**Records to use:**
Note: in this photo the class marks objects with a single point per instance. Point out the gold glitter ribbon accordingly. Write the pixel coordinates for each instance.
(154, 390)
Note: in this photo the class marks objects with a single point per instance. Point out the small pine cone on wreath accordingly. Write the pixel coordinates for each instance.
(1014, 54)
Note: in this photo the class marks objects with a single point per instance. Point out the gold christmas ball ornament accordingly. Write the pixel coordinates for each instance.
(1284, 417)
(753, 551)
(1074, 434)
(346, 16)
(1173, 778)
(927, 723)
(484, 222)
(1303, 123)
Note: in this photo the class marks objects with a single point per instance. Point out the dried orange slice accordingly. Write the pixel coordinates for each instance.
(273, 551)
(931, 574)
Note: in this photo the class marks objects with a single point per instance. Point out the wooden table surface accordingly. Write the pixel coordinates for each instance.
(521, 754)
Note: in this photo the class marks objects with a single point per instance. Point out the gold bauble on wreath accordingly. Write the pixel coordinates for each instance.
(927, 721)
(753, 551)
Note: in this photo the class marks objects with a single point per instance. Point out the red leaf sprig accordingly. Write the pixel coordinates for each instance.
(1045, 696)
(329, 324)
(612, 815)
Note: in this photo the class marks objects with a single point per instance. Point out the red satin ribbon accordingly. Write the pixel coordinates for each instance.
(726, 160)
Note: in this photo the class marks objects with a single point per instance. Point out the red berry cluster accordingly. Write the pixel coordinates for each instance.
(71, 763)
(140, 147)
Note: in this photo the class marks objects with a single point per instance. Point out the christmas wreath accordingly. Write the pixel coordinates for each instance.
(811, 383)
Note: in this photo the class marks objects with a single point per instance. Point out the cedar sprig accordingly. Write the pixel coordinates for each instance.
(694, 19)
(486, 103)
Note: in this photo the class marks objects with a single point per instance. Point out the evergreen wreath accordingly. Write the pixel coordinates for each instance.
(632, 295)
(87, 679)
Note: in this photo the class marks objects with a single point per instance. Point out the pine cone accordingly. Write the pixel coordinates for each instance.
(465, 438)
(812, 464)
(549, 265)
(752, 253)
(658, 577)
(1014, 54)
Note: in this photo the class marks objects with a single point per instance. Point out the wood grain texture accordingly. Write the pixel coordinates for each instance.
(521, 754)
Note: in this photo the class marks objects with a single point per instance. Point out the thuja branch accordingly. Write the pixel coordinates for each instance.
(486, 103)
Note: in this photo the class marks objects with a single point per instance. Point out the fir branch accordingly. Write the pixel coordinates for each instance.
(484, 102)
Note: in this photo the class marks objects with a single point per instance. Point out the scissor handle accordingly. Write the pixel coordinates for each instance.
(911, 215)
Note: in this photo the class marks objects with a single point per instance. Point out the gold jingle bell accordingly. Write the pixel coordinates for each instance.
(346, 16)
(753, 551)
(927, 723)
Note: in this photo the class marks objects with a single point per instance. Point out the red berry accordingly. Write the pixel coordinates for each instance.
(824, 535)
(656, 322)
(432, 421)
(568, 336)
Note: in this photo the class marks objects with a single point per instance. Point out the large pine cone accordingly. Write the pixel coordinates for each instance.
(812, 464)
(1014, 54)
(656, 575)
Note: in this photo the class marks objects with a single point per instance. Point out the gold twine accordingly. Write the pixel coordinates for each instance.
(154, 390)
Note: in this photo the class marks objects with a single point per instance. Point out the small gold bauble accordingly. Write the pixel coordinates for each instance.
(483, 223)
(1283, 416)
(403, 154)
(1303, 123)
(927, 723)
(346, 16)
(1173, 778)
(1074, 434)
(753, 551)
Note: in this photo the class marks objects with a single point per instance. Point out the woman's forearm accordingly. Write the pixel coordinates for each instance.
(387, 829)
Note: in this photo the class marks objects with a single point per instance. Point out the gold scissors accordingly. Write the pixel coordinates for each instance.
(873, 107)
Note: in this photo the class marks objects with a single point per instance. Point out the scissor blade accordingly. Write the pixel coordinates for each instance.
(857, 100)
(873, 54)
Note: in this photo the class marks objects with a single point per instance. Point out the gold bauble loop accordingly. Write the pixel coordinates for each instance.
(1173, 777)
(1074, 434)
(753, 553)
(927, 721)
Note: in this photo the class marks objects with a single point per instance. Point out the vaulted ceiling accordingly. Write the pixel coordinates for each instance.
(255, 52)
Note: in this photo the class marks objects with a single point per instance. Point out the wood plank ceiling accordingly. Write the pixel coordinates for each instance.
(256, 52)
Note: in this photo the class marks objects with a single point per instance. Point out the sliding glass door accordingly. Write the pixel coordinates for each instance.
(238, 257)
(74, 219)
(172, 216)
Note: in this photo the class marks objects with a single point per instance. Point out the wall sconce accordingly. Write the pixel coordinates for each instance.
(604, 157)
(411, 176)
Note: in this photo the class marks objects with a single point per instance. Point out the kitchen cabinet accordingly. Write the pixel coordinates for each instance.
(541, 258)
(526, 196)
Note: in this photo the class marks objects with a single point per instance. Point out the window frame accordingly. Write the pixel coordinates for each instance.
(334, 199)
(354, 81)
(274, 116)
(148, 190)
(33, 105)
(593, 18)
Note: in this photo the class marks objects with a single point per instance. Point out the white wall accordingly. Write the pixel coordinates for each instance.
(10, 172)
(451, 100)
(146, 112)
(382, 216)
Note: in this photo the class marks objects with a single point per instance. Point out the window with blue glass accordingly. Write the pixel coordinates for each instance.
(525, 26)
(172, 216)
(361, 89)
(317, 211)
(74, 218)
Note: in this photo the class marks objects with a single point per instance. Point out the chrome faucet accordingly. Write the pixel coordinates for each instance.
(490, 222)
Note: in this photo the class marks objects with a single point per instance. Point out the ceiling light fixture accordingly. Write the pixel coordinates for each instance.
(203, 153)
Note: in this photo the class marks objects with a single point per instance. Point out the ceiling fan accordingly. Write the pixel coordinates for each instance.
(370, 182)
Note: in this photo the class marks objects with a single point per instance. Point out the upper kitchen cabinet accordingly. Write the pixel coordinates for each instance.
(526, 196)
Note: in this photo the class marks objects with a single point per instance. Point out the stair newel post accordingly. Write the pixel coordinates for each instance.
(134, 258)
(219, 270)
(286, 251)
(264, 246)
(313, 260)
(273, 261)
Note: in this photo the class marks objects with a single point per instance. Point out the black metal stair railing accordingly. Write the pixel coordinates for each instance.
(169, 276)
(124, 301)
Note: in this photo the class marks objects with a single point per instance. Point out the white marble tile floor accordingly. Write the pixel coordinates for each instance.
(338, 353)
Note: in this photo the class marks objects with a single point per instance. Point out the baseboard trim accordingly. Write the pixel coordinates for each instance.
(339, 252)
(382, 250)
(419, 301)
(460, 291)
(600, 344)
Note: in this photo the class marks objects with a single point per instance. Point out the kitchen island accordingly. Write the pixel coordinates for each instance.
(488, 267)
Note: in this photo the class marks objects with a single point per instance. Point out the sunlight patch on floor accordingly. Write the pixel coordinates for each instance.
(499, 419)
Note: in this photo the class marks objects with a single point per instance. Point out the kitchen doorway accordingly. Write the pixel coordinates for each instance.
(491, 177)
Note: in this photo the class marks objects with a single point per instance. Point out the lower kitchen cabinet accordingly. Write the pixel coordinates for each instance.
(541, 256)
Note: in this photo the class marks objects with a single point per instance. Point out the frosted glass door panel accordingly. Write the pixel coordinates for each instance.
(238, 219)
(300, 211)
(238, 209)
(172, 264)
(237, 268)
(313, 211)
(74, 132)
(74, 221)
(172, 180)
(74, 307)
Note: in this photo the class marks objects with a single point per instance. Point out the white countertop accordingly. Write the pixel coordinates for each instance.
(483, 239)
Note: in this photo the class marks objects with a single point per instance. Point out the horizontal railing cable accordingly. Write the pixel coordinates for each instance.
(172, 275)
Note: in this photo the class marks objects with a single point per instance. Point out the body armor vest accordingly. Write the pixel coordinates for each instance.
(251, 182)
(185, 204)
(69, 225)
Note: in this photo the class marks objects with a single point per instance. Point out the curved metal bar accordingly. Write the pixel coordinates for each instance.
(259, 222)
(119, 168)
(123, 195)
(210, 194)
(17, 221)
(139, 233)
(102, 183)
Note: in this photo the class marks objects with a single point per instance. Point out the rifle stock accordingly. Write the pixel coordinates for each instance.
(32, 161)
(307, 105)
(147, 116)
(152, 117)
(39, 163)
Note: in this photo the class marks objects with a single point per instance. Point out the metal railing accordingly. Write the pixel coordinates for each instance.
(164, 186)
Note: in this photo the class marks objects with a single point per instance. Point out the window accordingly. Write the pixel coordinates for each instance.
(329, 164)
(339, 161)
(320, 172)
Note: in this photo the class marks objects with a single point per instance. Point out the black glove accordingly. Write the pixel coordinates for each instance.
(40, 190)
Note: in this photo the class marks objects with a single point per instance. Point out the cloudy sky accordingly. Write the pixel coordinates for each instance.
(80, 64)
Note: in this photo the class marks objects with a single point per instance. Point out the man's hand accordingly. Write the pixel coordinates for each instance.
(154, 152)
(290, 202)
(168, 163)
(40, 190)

**What this task involves:** The line with "out the man's", plus every line after it through the end of the listing, needs to be repeated exactly; nothing else belongs in the reply.

**Written solution:**
Note: in this photo the class marks objects with a single point per instance. Point out the man's hand accordingly. Write the pixel coordinates for each instance.
(154, 152)
(290, 202)
(168, 163)
(40, 190)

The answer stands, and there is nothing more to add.